Each line in the material below must be transcribed exactly; no picture belongs in the copy.

- **Excerpted data**
Content starts

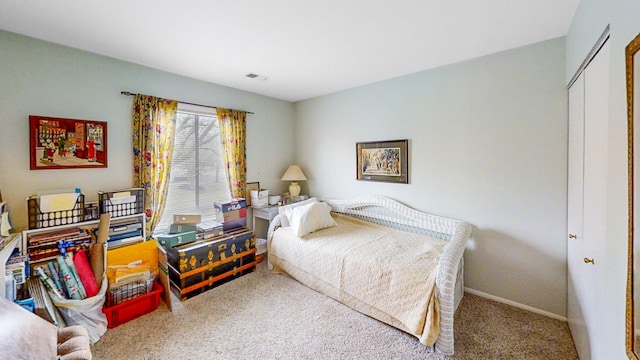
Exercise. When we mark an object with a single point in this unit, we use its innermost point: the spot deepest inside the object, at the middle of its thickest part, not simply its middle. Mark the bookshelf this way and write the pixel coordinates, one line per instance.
(9, 243)
(41, 245)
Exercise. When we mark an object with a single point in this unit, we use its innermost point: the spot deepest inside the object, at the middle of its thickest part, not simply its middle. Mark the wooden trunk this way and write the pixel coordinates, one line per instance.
(205, 264)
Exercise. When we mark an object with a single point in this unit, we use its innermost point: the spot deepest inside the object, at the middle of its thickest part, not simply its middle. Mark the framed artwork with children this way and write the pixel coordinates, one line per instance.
(58, 143)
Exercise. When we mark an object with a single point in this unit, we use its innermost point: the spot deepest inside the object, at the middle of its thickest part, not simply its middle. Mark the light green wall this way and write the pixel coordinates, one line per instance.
(590, 20)
(40, 78)
(488, 144)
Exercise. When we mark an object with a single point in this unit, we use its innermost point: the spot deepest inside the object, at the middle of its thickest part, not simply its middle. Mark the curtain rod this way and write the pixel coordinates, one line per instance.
(127, 93)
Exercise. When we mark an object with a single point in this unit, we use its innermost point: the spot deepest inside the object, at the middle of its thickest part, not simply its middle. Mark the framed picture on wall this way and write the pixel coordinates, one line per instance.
(247, 192)
(385, 161)
(58, 143)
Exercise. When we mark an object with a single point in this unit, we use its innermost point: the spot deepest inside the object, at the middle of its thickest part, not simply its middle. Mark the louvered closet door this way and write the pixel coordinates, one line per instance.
(587, 202)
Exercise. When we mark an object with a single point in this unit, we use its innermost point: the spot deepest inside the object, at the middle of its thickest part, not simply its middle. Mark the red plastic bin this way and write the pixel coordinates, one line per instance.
(131, 309)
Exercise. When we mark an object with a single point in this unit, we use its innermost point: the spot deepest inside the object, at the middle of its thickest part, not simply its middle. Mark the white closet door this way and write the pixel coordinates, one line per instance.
(575, 315)
(596, 131)
(587, 203)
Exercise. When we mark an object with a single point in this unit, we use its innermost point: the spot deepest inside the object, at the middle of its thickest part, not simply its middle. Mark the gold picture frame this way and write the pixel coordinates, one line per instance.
(247, 192)
(386, 161)
(633, 285)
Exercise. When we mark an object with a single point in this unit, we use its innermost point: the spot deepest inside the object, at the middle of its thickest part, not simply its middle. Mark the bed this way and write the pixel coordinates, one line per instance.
(396, 264)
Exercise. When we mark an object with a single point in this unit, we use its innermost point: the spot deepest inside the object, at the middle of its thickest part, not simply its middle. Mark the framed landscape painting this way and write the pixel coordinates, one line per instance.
(57, 143)
(383, 161)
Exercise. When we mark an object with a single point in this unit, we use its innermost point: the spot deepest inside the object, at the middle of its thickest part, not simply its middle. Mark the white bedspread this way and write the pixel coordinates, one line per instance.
(389, 270)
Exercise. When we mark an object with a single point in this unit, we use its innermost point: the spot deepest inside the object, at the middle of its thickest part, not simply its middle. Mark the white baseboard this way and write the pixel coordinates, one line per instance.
(514, 304)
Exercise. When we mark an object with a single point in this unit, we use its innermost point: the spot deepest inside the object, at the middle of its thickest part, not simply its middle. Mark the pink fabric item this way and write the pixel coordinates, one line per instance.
(84, 272)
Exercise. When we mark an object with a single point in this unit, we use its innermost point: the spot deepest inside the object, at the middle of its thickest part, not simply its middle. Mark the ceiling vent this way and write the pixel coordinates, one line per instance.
(257, 77)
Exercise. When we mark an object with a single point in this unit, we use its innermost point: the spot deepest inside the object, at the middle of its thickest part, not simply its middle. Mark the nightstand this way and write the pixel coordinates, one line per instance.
(266, 213)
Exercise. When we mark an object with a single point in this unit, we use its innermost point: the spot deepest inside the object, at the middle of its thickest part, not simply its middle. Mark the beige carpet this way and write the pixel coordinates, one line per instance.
(269, 316)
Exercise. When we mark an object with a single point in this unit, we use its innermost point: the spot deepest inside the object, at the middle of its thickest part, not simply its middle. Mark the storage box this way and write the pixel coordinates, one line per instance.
(187, 219)
(178, 228)
(42, 218)
(121, 202)
(200, 266)
(231, 213)
(163, 276)
(134, 308)
(170, 240)
(259, 197)
(224, 206)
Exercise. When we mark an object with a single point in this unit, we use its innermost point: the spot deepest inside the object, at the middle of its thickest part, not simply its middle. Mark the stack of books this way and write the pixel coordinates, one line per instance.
(208, 229)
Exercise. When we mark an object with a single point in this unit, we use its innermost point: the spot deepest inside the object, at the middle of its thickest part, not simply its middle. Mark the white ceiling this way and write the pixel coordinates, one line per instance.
(305, 48)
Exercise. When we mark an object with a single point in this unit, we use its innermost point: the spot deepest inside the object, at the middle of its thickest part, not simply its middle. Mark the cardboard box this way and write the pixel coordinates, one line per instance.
(180, 228)
(224, 206)
(170, 240)
(259, 198)
(186, 219)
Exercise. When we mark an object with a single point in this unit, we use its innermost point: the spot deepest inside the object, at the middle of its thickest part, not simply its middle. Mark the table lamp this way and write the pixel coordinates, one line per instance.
(293, 174)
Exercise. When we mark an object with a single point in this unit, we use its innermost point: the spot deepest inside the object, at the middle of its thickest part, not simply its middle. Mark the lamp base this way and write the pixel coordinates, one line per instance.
(294, 189)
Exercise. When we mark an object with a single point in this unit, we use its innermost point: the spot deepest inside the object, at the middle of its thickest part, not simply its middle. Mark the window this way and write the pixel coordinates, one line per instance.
(198, 177)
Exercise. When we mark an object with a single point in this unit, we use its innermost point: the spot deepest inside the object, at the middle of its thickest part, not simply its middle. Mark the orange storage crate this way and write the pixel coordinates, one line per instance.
(131, 309)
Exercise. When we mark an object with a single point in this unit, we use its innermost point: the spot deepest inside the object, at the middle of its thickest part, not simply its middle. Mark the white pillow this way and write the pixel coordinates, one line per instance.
(285, 211)
(311, 217)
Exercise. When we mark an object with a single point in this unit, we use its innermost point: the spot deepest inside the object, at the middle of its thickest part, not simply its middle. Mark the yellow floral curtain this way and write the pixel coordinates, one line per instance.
(233, 125)
(154, 124)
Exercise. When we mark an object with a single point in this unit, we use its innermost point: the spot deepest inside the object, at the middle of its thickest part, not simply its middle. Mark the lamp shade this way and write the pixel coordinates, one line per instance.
(293, 173)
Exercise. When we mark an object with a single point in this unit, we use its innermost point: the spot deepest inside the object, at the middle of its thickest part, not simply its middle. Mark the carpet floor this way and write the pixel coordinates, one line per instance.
(270, 316)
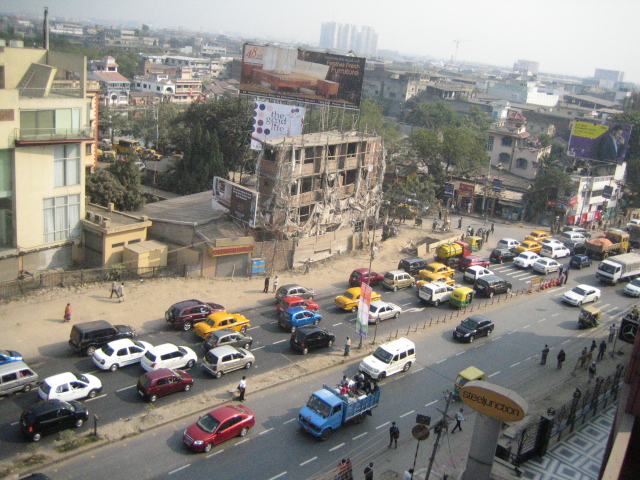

Content ends

- **Task output**
Exercise. When we mark an object with a single point in this unit, we use its innermost point: the spot deepest inside the object, at the middle of its thickest part, not simply its middle. Mark the bookshelf this way and write the pixel coordinates, one line per instance.
(9, 243)
(41, 245)
Exercise. When we mark an object with a single point in this unit, we use its innermost point: the spot deepest inside the object, at the middle of its thickest part, not simply its middle. Mark the wooden trunk this way and write the pixel coordinates, one line per instance.
(205, 264)
Exercise. When we mark an object with a single point in this unit, we use its innermost point: the spot deepest inside the object, at the middle of its thickest part, not simply its middle. Mark the framed artwork with children this way and write the pixel coordinates, one line per instance.
(58, 143)
Exercise. When we mark an object with a single point in this unit, we use its innermost point: the spot deepest inside the object, at the middle of its thickest part, not simply its middle. Mark the light green wall this way and write the pixel coordinates, one line per instance.
(590, 20)
(40, 78)
(488, 144)
Exercise. When we mark an object with a single point in this unit, we use its innermost point: the spot deepest inside the object, at the middle of its thickest part, not simply its middle. Mark the curtain rod this way and write the pixel coordinates, one line per instance.
(127, 93)
Exercise. When we mark an object with a single point in this unit, we use its innermost point: the spot deepest inside the object, at the middle of its thickest part, not simply its middle. Mark the framed picture on wall this way and write the pixel coordinates, one line per instance.
(247, 192)
(385, 161)
(58, 143)
Exercise. When we mark an object with a single point in this unit, we use its innermost point: the spot deepest inside the object, at the middle of its thickest part, not simply its middle. Mark the louvered closet door this way and write the pixel coordinates, one line per instance.
(587, 202)
Exercise. When we mark an object with a single point in this unit, we use its innermost point: the spot deepest inside the object, at the middle of its thickest part, not simply its middle. Mark the red plastic bin this way and write the pixel coordinates, one line per instance.
(131, 309)
Exercise. When we mark an object with a single point in this unit, we use its innermost point: the spot deepest inside the object, at the middle of its thickest part, not simply its middle. Mark the white closet door this way and write the pixel coordinates, one line per instance.
(575, 315)
(596, 131)
(587, 203)
Exercise. When we mark an object with a single point in this unit, we use its innermost point: the spot deepest inside the object, at the middle of its thickest part, not simply its middle. Mark the gold picture frame this way and write the pixel coordinates, one line per instance.
(247, 192)
(386, 161)
(633, 285)
Exercise. When we mark an object with a single point in this unit, we use its innermost point: the spot deepest inside the object, at the middle of its thickest part, not simply its middle. Mark the bed this way and write the pixel coordinates, one line per instance.
(396, 264)
Exercise. When we mark an object with a single point in this unit, we use its innermost point: the spot deepest inside the object, at the middle of its thickest part, not simply its middle. Mark the framed landscape painting this way and write the pixel coordinates, one line per instance.
(57, 143)
(383, 161)
Exercise. When we mark an object with a single point in this unit, we use its innermost point: the spot deepest inside the object, at the middle of its thickest part, not simply its middle. Mark the white bedspread this way and write the pixel coordinates, one line per instance.
(389, 270)
Exercise. When we mark an object with a single point in this unit, we use its innermost point: the spot deepest inside the object, at the middle of its thickest part, not simply its middle. Mark the white baseboard this way and write the pixel coordinates, one line per instance.
(514, 304)
Exercise. When we mark an object with a single point in this unit, we use its innermost point: the spot deepest inside the object, at the middle of its thickest part, not simply its middle. Mark the pink fabric item this way and write the pixel coordinates, one line per instance.
(84, 272)
Exercise. When we mark an object with a single point in this unit, we use its innermost point: the spot deepest inside the object, at the middle of its thickest part, not simply its middle. Mark the ceiling vent this way and write the pixel coordinates, one line per instance.
(257, 77)
Exercise. When we mark an object with a single point in this unit, we use its innermost point: the spot deepest inside the object, at the middle of its thickest part, not simply its middle. Mark the nightstand this way and write the pixel coordinates, one line per instance.
(266, 213)
Exercise. When we mark an object with a single point in this unit, we use its innermost point: the spot deepest inside the object, at the middle of its thickest part, not simply its middle. Mark the beige carpet this way and write the pixel coordinates, one line per instance.
(269, 316)
Exercise. When we mark an object with a single point in this unit, we use its innermost point: the spot deepest inside the object, at the middle of its thickest part, not simply its middle. Mark the storage box this way and write the pixel coordinates, one line per instance.
(187, 219)
(178, 228)
(42, 218)
(121, 202)
(200, 266)
(231, 213)
(163, 276)
(134, 308)
(170, 240)
(259, 197)
(224, 206)
Exercise. When we mark an object with a single point in this unit, we use its innermost point: the spot deepest inside the object, at the middle of its thickest part, not simply its middle. Mark the stack of books this way and write the pixel coordinates, one line per instance.
(208, 229)
Exercise. When we mark an object with a single point in this unit, we use its innermost point: the spot deepest inside the object, at the middle of its thickest part, not simply its middle. Mark the white ceiling this way and write the pixel coordinates, one line per instance.
(305, 48)
Exercise. When we mark an object with a single point in this unit, we use its innermost point: the spot deepest inside the object, at the middle of its thickest part, not simply its middle. Mark the cardboard box this way and write the pixel coordinates, one line per instance.
(180, 228)
(224, 206)
(170, 240)
(259, 198)
(186, 219)
Exercise. When we mark an object with a single point in this unit, we use its innermost point: the spot deepest inside the object, at the middle of its thickest part, not simply its middle. Mark the table lamp this way and write the pixel coordinates, one line per instance.
(293, 174)
Exercise. When we mark an object with a single point in this unit, we use its innermost point: the spot deepest inside the object, at the middle of its thickest part, not simply its middle. Mark the lamp base this way and write the pixel coordinates, one line per instance.
(294, 189)
Exercise. When we mark an object with a single point in this unit, we use its innermost point: the spot deepest inside the object, at the middle of its thickest part, not simply its middle. Mark the window this way and write the pixel coordinates, one line per instance.
(198, 177)
Exercise. When we mark an object with a single point in this unit, we use its innermost point: the spot deepest inside the object, at the middle of its thickest part, not simply its middle. Mark the orange storage crate this way and write the pixel coordinates, one line per instance.
(131, 309)
Exercise. When we mark an object with a single point in this unit, we use its innermost point: the spot deepest inside the object, at the middle of its thickest part, not simply its middle. Mark the white pillow this way and write the pixel coordinates, one line per instance.
(285, 211)
(311, 217)
Exercise. When we mark an object with a single point in this unit, we use its innermost point: the spot deepest inside the object, at the middle of its thickest part, not simply its middle. Mark the yellow floral curtain this way and write the pixel coordinates, one line per instance.
(233, 125)
(154, 124)
Exercise. When we mark an object with a single point in this unit, we use its innermost point: the spot deepest inside the object, at the middle of its thickest part, not simply its middle. Mark the lamp shade this way and write the pixel coordinates, one line per instance.
(293, 173)
Exercise. When we mark an object with a single point in this unit, we use its innermost point: the spot deepest inside the object, at the middle of its thickest part, not simply its middle. Mark the carpet floor this way and write the pixel coordinates, one line per instance.
(270, 316)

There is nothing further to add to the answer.